__Task to complete__
Each entry needs to appear again, retyped exactly as it is below.

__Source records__
((
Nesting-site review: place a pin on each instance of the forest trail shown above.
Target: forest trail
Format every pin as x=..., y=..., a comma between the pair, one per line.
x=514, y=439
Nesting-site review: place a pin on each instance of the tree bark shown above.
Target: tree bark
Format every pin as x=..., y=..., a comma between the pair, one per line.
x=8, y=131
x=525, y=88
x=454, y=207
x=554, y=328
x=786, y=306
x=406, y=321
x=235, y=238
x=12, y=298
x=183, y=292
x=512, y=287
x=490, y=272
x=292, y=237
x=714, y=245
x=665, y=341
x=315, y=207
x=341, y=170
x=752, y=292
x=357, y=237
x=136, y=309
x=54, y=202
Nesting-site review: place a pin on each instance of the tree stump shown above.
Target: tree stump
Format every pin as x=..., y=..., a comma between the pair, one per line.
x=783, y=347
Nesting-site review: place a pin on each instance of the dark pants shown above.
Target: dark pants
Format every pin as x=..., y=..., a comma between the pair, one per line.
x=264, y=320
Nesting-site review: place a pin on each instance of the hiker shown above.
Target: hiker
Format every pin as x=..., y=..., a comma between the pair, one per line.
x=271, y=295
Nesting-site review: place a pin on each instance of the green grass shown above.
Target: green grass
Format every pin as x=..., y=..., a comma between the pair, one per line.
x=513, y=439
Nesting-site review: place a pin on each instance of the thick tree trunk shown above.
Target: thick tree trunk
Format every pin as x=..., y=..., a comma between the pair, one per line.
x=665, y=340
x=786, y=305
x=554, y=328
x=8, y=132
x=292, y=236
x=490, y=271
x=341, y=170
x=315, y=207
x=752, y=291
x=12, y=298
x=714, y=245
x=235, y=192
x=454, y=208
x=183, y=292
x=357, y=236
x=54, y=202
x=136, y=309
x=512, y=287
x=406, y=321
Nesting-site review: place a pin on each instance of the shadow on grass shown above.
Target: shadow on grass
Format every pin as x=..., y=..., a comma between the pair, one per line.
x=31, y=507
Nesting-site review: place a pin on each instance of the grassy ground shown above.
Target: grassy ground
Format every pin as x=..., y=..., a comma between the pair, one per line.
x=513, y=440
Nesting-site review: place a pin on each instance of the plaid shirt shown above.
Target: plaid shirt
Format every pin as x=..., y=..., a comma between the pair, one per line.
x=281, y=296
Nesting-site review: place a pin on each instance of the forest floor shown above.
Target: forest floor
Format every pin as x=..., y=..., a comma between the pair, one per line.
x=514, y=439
))
__Result for this task__
Nesting-site review: place a pin on each instance of the forest trail shown above.
Target: forest trail
Format every pin as x=..., y=..., a comma between the pair, one per line.
x=514, y=439
Nesting-site review: place a pin on each instance of the tree bark shown above.
Target: tree bark
Format every pin as x=..., y=..., a comma between the pair, one per line.
x=8, y=131
x=525, y=88
x=454, y=207
x=554, y=328
x=786, y=306
x=406, y=321
x=235, y=238
x=12, y=298
x=183, y=292
x=512, y=287
x=490, y=272
x=292, y=237
x=714, y=245
x=665, y=341
x=315, y=207
x=341, y=170
x=752, y=292
x=357, y=237
x=136, y=309
x=54, y=202
Nesting-site review: place a pin on each instance of the tree stump shown above.
Target: tree stump
Format every pin as x=..., y=..., a comma between the pair, one per line.
x=783, y=347
Nesting-site review: place a pin on each instance of the dark pants shown above.
Target: dark pants
Format every pin as x=..., y=..., a comma between the pair, one per line.
x=264, y=320
Nesting-site review: place a pin on each instance of the hiker shown above.
Target: hiker
Format every pin as x=..., y=..., a comma between the pair, one per line.
x=271, y=295
Nesting-site review: place a pin on each instance of the green grass shown above.
Target: green grass
Format every pin as x=..., y=..., a comma between the pair, one per line.
x=513, y=439
Nesting-site review: place a pin on each instance of the thick tree trunk shown above.
Target: thick tree trunk
Format every pin as x=..., y=..., a comma between the pair, one per line.
x=665, y=340
x=786, y=305
x=554, y=328
x=8, y=132
x=292, y=236
x=490, y=271
x=341, y=170
x=315, y=207
x=752, y=291
x=12, y=298
x=714, y=245
x=235, y=192
x=454, y=208
x=183, y=292
x=357, y=236
x=54, y=202
x=136, y=309
x=512, y=287
x=406, y=321
Nesting-site review: place a pin on each instance of the shadow on grass shown above.
Target: shadow on grass
Format every pin as x=..., y=..., a comma between the pair, one per line.
x=31, y=507
Nesting-site review: place a pin on each instance of the grassy ground shown above.
Target: grassy ground
Format every pin as x=..., y=..., a comma between the pair, one per line.
x=513, y=440
Nesting-site review: place a pin on each instance of the plaid shirt shown above.
Target: plaid shirt
Format every pin as x=..., y=..., a comma between the pair, one per line.
x=281, y=296
Nesting-site review: place a pin on each instance of the forest floor shown above.
Target: forest floor
Format every pin as x=..., y=..., a comma between the pair, one per line.
x=514, y=439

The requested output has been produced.